Some records
_ _ _ _ _ _ _
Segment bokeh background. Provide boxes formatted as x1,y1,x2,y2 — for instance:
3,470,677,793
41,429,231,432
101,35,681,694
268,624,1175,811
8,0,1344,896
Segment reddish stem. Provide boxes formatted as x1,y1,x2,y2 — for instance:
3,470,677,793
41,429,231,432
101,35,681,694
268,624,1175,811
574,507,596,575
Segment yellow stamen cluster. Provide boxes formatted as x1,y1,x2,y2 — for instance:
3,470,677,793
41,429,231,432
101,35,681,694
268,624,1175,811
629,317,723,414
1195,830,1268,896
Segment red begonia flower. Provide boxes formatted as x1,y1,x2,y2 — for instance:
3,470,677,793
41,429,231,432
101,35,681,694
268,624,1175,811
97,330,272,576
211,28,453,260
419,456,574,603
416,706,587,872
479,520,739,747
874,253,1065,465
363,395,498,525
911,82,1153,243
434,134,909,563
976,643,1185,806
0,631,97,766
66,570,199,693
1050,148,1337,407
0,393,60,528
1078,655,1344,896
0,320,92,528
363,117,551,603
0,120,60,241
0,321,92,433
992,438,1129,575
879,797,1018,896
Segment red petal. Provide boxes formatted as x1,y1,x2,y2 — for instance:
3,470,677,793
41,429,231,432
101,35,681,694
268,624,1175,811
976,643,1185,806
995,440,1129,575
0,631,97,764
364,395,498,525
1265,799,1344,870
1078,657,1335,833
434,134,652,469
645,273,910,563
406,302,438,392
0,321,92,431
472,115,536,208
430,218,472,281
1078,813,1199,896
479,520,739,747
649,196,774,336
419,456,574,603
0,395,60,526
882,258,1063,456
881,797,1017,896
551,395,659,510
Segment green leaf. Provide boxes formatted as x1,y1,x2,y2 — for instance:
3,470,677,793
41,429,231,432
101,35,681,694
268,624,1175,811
_ _ _ _ _ _ _
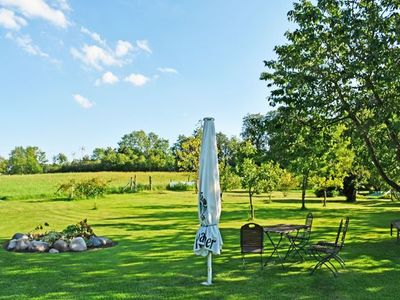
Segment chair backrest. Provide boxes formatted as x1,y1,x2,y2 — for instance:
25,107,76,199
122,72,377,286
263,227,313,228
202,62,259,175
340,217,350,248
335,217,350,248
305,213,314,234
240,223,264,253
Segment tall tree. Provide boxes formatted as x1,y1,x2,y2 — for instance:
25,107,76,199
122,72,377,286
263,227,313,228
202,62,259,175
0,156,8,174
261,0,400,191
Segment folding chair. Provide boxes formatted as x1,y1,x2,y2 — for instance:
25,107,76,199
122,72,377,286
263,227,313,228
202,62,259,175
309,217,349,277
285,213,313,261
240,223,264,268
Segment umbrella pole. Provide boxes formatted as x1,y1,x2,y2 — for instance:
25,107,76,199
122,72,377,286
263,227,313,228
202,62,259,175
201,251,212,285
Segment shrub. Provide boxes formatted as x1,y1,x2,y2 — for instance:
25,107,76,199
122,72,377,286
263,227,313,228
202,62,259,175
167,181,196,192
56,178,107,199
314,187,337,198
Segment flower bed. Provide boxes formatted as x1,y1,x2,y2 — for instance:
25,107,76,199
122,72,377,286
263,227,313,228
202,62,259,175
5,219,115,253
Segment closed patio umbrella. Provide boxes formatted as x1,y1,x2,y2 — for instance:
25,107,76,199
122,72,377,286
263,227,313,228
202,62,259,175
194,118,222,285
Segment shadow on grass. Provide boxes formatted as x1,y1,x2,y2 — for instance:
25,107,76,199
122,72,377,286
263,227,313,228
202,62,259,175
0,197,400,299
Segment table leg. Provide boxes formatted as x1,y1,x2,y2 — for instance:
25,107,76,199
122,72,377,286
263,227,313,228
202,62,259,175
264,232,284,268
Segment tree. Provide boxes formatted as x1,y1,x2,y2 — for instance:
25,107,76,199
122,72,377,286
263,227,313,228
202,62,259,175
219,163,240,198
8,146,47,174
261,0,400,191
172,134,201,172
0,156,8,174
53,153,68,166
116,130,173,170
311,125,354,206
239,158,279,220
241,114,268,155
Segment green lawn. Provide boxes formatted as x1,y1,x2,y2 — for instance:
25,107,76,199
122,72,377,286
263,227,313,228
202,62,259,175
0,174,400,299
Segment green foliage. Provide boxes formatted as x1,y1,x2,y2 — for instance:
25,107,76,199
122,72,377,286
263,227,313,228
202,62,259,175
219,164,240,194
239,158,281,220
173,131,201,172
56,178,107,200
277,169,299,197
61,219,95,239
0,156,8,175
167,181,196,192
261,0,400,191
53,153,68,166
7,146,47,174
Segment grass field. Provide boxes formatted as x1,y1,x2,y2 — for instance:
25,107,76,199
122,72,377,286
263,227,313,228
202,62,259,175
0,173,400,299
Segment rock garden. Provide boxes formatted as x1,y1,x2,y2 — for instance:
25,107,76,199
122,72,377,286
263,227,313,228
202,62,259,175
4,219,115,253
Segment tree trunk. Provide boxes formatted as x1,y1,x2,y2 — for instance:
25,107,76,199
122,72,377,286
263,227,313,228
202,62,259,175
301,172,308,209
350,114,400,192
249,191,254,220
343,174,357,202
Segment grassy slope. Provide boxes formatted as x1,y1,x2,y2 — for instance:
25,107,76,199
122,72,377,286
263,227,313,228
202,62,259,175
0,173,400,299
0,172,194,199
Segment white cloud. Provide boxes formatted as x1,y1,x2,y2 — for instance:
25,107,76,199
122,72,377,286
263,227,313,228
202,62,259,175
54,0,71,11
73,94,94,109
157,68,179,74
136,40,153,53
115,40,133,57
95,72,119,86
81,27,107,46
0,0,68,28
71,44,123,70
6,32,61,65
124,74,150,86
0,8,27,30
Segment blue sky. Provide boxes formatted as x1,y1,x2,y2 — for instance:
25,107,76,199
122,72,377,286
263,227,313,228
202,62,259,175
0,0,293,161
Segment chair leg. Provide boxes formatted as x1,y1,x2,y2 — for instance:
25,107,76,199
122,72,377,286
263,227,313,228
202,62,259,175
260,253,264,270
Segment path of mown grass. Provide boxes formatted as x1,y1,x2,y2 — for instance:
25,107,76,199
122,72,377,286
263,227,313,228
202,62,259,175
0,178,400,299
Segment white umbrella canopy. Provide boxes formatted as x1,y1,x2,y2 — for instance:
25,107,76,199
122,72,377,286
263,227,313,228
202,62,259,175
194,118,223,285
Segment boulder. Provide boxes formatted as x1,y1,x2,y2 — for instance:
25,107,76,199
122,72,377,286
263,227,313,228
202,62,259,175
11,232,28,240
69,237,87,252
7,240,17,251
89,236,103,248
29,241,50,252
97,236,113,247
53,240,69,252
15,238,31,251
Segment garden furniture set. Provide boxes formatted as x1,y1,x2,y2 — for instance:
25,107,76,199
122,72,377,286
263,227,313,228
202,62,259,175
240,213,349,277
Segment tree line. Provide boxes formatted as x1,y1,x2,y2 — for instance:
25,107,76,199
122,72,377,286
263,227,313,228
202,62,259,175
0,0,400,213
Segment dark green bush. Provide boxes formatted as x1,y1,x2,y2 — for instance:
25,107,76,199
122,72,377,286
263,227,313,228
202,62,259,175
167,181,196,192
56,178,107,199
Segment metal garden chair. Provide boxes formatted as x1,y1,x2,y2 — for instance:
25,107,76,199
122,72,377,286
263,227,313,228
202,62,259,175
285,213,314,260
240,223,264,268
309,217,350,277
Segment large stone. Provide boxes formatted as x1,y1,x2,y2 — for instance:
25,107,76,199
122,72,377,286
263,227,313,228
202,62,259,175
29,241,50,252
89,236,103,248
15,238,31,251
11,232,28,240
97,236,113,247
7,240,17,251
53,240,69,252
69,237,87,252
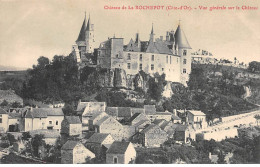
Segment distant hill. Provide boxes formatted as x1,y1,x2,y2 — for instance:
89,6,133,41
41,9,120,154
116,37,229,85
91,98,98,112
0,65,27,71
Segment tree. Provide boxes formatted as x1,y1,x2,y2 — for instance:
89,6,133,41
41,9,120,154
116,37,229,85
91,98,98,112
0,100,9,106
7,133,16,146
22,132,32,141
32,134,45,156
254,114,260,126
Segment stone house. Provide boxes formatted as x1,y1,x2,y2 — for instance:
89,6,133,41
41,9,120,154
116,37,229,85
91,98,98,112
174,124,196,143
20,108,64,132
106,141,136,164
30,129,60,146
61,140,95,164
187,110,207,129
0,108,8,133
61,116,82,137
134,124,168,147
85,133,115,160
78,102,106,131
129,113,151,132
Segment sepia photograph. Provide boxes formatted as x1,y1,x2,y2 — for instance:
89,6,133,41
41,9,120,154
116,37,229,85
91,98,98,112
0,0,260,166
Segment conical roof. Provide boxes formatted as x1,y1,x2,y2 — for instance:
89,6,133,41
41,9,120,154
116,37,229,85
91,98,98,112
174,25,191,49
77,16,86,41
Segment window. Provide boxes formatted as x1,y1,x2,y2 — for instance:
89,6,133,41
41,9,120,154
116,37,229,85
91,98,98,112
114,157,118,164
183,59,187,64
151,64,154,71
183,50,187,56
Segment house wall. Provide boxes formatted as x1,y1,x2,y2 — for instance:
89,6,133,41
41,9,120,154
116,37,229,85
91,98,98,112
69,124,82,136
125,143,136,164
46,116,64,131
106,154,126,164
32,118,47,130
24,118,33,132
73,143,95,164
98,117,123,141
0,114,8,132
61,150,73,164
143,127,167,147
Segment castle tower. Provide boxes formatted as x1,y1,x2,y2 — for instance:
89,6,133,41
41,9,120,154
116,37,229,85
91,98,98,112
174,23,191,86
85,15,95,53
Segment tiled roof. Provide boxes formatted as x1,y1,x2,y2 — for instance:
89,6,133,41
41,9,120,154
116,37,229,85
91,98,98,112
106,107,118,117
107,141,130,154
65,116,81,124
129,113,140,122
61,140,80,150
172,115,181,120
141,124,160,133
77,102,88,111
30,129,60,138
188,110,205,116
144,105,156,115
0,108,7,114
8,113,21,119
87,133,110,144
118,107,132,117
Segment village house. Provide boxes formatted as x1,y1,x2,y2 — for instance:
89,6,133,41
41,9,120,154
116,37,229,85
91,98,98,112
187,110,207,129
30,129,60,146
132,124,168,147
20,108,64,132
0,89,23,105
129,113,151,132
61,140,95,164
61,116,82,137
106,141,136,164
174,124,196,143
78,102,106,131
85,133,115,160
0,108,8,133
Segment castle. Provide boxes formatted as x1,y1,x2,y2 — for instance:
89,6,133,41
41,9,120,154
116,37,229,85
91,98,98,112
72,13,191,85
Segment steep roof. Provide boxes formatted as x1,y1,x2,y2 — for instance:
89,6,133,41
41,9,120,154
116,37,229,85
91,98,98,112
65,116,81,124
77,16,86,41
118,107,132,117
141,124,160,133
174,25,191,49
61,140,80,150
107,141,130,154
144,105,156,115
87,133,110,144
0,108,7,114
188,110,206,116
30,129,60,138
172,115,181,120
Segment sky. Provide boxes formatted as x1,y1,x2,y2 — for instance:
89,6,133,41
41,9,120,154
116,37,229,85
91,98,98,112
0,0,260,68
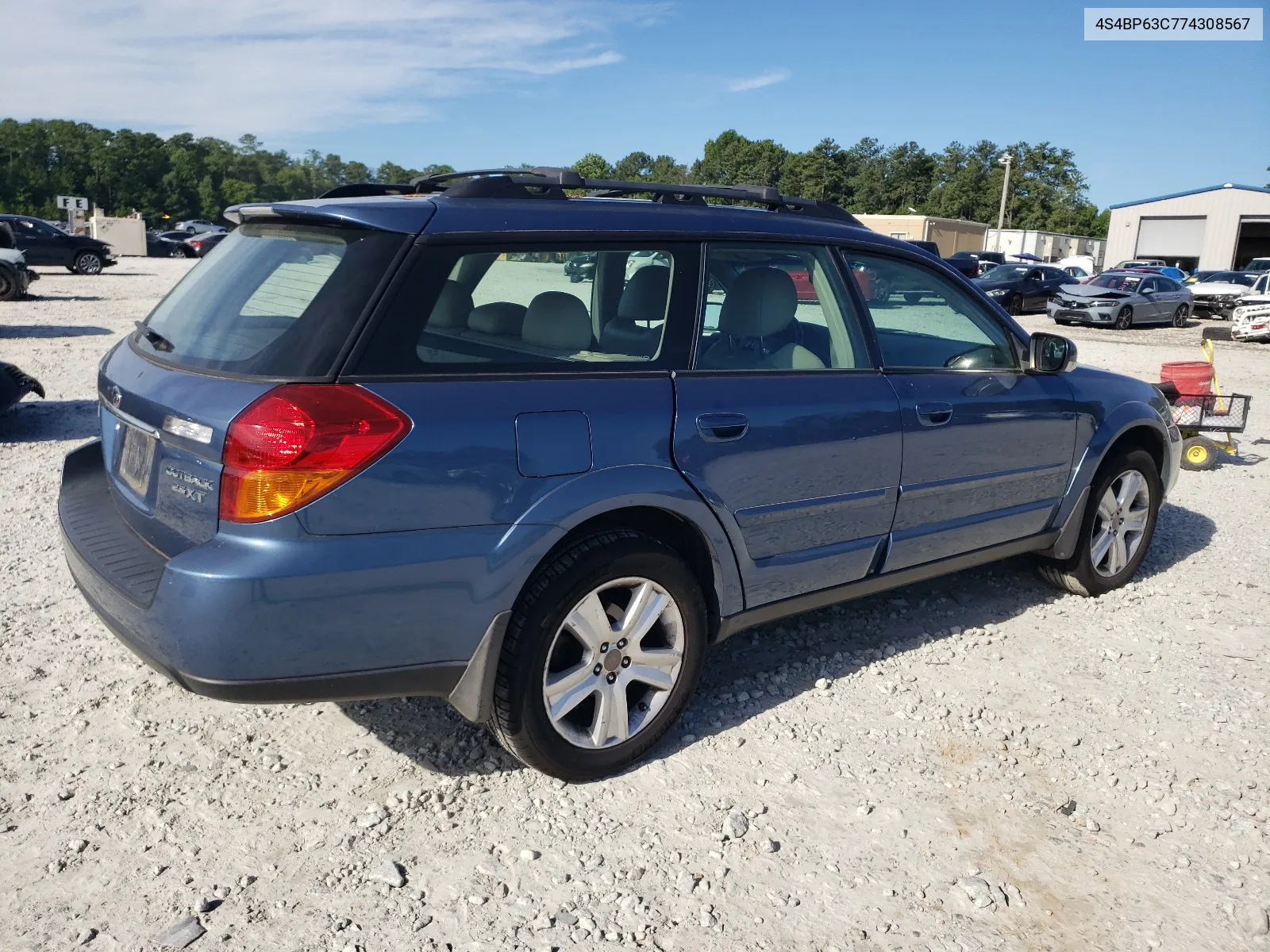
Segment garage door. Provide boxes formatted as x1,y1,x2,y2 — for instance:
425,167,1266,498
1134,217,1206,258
_ _ _ _ _ _ _
§ Exercise aim:
Rewrite every line of the items, starting at the line containing "Segment chair leg." and ending at the line containing "194,118,223,285", with both of those lines included. Offset each bounding-box coordinate in the answers by -23, and leave all other lines unchanged.

§ Response for this exercise:
Segment chair leg. Provide boxes formatted as x1,y1,x2,y2 — for instance:
25,107,76,199
122,72,377,286
263,227,313,228
202,62,259,175
237,230,241,247
Segment path of mown grass. Provide boxes formatted as x1,y1,x2,y2 — for instance:
25,107,76,199
122,72,377,286
263,227,313,228
202,62,259,175
-23,155,377,276
Segment white umbrella canopy. Provide boxes formatted as x1,y1,x2,y2 — for instance:
25,107,76,199
122,72,377,286
263,227,313,228
202,62,259,175
171,95,200,262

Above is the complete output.